§ **Extrait du document**
Comme chaque année, avec le printemps et l’été, l’air se remplit des chants, des cris, des piaillements, des sifflements et d’autres sons tout aussi diversifiés de la gent ailée de nos régions. Et, si l’on n’est pas un expert, il n’est pas facile de savoir à qui appartiennent trilles ou roucoulades, d’autant que certains, comme les sansonnets, semblent prendre un malin plaisir à en imiter d’autres.

Nous aurons peut-être plus de chance avec la couleur des plumages, dont la gamme est beaucoup plus brillante et diversifiée sur le continent américain, et pour ce qui nous concerne en Amérique du Nord, plus qu’en Europe. Ainsi, le merle européen est noir, alors que notre merle d’Amérique est brun avec une poitrine orangée. Et nous avons le cardinal au plumage rouge étincelant surtout en période hivernale, le geai bleu au cri strident, le chardonneret jaune, le roselin pourpré que l’on croirait trempé dans du jus de groseilles, l’oriole au dessous orangé, le tangara vermillon ou le passerin indigo, sans oublier notre colibri à gorge rubis ou le merle bleu, pour ne citer que quelques exemples.

Mais d’où viennent les noms de ces oiseaux, que signifient-ils en dehors de la mention de leur couleur, ont-ils une histoire? C’est pour répondre à ces questions que les éditions Robert Laffont ont récemment publié un livre fort intéressant, non seulement pour celles et ceux que passionne l’ornithologie, mais aussi pour les amoureux de la langue française et de l’origine des mots, bon nombre de lecteurs donc.

Dans La mystérieuse histoire des noms d’oiseaux, Robert Laffont, 375 pages, les auteurs, Henriette Walter et Pierre Avenas, étudient 262 noms d’oiseaux, «en cherchant à retrouver leur histoire qui peut remonter à des langues anciennes» (latin, grec ou autres), ou qui «décrivent les oiseaux visuellement ou imitent leurs productions sonores… évoquent leur comportement ou représentent des métaphores». Et certains noms ont une origine encore inconnue. Toutes ces catégories représentent autant de chapitres, ce qui permet d’aborder l’ouvrage au gré de sa fantaisie, de sa curiosité ou de ses recherches.

§ **À faire**
(A) Traduisez en anglais cette phrase de l'extrait sur les noms d'oiseaux : « Ainsi, le merle européen est noir, alors que notre merle d’Amérique est brun avec une poitrine orangée. »
(B) Dans l'extrait sur les noms d'oiseaux, réécrivez le passage situé entre « Mais d’où viennent » et « de lecteurs donc. », bornes comprises, en remplaçant « fort intéressant » par « passionnant ».
Le matériel qui suit n'a aucun rôle ici.

§ **Données**
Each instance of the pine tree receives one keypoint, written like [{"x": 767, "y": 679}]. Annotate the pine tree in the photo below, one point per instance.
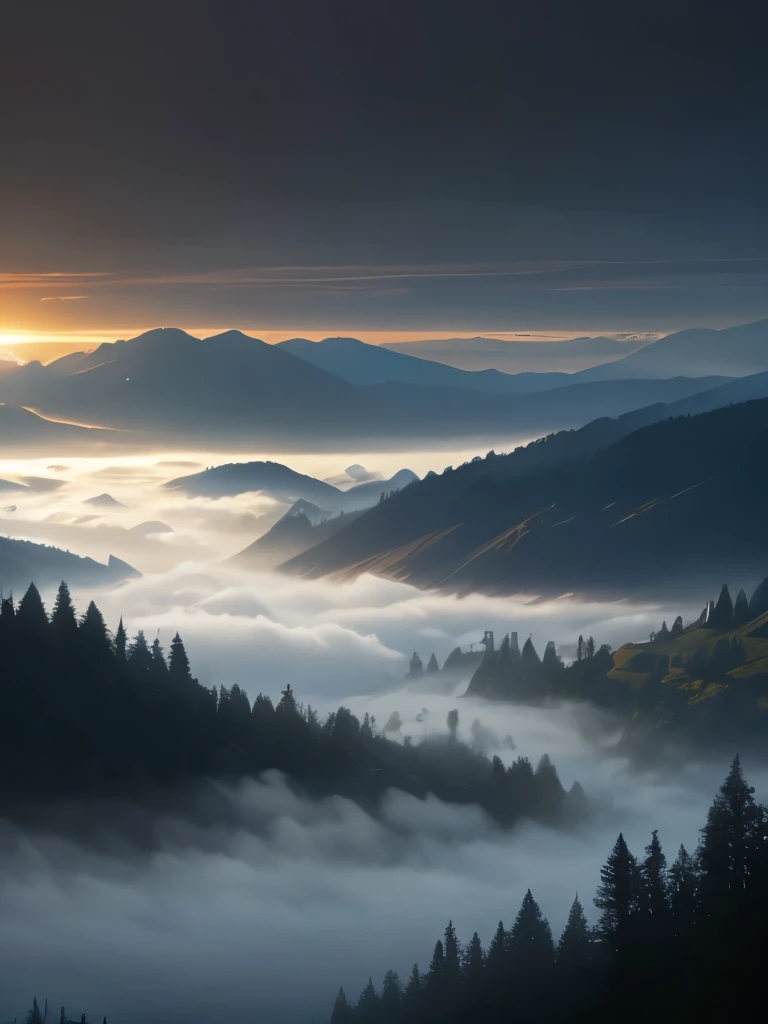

§ **Réponses ci-dessous**
(A) Thus, the European blackbird is black, whereas our American robin is brown with an orange breast.

(B)
Mais d’où viennent les noms de ces oiseaux, que signifient-ils en dehors de la mention de leur couleur, ont-ils une histoire? C’est pour répondre à ces questions que les éditions Robert Laffont ont récemment publié un livre passionnant, non seulement pour celles et ceux que passionne l’ornithologie, mais aussi pour les amoureux de la langue française et de l’origine des mots, bon nombre de lecteurs donc.